▶ **Exercise aim**
Omit the pictures, please, and give each record below again exactly.

▶ **Dataset entries**

━━━━━━━━━━━━━━━━

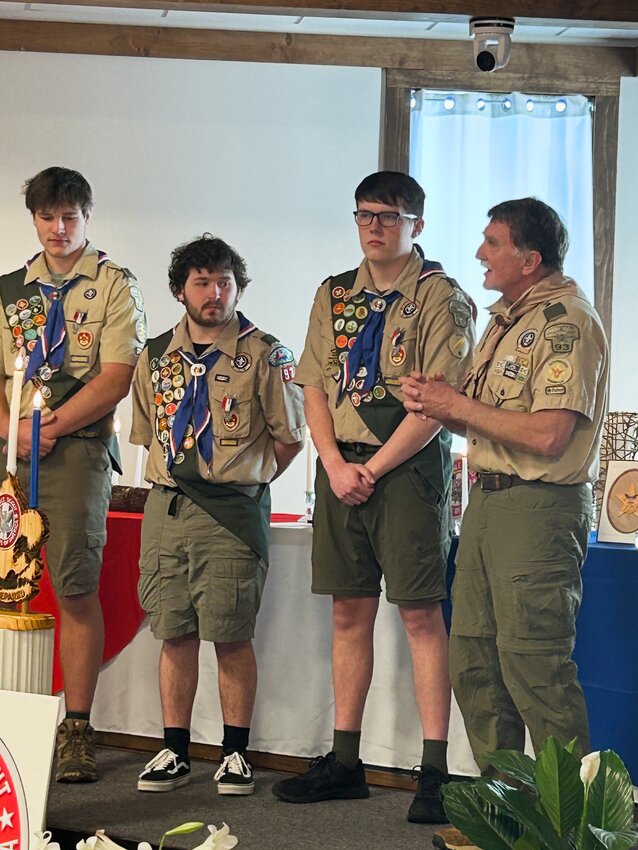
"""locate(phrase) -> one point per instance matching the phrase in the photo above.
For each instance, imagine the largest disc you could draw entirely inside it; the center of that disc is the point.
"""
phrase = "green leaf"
(185, 828)
(559, 787)
(481, 822)
(521, 807)
(515, 764)
(609, 803)
(616, 840)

━━━━━━━━━━━━━━━━

▶ **Task answer**
"""locate(phrase) -> one point per instance matching the phrase in the photo above.
For each instance, imagine the largest disc you could draw entirely inside it; the center of that disc is the point.
"""
phrase = "green leaf"
(185, 828)
(559, 787)
(481, 822)
(521, 807)
(515, 764)
(609, 803)
(616, 840)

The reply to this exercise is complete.